WHAT TO DO:
**a)** Answer these questions about the article on the digital reinvention of home shopping networks:
(i) Which company did One Platform Commerce announce a partnership with earlier this month?
(ii) Which company did TikTok recently announce a partnership with?
(iii) To which feature will Instagram's shoppable content expand later this year?
**b)** Extend the article on the digital reinvention of home shopping networks, starting after its final sentence.

SOURCE DOCUMENT:
====
The Digital Reinvention of Home Shopping Networks
Shoppable content makes it that much easier to buy things from your couch
Earlier this month, One Platform Commerce, NBCU’s initiative for shoppable TV, announced a partnership with PayPal. And this week, just in time for the holiday shopping season, NBC ran a two-hour shopping special on “Today All Day,” Peacock’s dedicated streaming channel for its tentpole morning show. This is a particularly savvy use of the brand’s streaming platform, which allows for virtually unlimited run times as compared to the tight segments of Today’s broadcast program. The showcased products were available for purchase on a dedicated brand site and accessible via on-screen QR codes.
This option presents a novel entry point into traditional advertising for young and DTC brands — 94% percent of the One Platform Commerce partner companies have never run a TV ad. Though brands like these are more often associated with social media advertising, shoppable content that builds on existing brands and creators, whether it be the Today show or Emma Chamberlain, gives advertisers more options. With this move into shoppable content, NBC joins brands like TikTok (which recently announced a partnership with Shopify) and LG Smart TVs (which now come with a built-in shopping streaming channel). Instagram launched a Shop feature for creators and brands this summer and already has shoppable content in IGTV, which will expand to Reels later this year. Amazon and Google have also invested in the livestream commerce arena. Though Amazon Live and Google’s Shoploop haven’t made big waves yet, if digital malls stick around for the near future, we’ll likely be seeing more from them soon.
====
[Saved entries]
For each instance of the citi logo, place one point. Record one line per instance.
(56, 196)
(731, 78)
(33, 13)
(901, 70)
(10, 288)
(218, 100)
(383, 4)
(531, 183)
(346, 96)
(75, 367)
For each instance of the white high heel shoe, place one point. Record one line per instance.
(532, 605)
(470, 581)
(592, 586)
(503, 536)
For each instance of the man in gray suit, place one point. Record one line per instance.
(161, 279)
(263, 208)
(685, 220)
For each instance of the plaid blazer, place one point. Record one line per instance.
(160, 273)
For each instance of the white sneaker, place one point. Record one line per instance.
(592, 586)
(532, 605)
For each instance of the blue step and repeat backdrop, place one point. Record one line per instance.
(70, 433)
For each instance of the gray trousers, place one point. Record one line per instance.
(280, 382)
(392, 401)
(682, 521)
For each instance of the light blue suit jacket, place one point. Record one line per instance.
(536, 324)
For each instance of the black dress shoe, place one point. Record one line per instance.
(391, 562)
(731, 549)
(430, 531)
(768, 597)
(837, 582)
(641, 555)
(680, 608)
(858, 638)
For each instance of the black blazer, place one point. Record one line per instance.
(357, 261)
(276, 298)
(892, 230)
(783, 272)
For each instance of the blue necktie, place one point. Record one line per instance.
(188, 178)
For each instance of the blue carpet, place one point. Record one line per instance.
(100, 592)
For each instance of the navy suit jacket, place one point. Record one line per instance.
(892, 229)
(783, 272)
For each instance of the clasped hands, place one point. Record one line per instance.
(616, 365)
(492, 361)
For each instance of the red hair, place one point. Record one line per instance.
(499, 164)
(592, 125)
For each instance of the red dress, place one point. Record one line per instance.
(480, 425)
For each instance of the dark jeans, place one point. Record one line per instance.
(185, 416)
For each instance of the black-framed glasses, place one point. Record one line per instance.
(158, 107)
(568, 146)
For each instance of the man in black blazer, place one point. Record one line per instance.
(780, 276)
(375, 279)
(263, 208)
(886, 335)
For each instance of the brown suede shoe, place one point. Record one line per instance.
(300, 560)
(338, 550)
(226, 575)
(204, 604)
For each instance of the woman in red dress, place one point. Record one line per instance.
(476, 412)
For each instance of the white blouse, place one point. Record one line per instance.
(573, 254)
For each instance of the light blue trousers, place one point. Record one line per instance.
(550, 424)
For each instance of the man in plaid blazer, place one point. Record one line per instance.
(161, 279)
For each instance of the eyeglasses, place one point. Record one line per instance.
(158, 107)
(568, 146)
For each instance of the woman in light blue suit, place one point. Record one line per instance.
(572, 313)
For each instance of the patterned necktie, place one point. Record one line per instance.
====
ANSWERS BY TASK:
**a)**
(i) PayPal
(ii) Shopify
(iii) Reels

**b)**
In many ways, the shoppable streaming content of today is an extension of what many influencers, particularly in fashion and beauty, have been doing on platforms like YouTube for years. Of course, haul videos and “first impressions” also build on the tradition of home shopping television networks. Today’s commerce-focused digital video combines the tried-and-true banter of brands like HSN and QVC (both founded in the mid-1980s) with the technology of today. No need for “Call now!” messages. Instead, hosts can prompt the audience to scan a QR code or hit a link, if viewing on a mobile device. The widespread adoption of QR codes in the United States in the midst of the pandemic has normalized their use, making it easier for companies like NBCU to put a direct, trackable CTA in the middle of a program.
It remains to be seen how this holiday shopping season will shake out. Despite the financial toll the pandemic has had across industries, many are predicting record spending. Online sales have been gaining on brick and mortar for years, and shoppable content makes it that much easier to buy things from your couch. This year, Cyber Monday will almost certainly be more eventful than Black Friday. But with sale seasons becoming increasingly borderless and retail itself inching closer into our homes, there’s no reason to believe that the shopping season will end with the new year.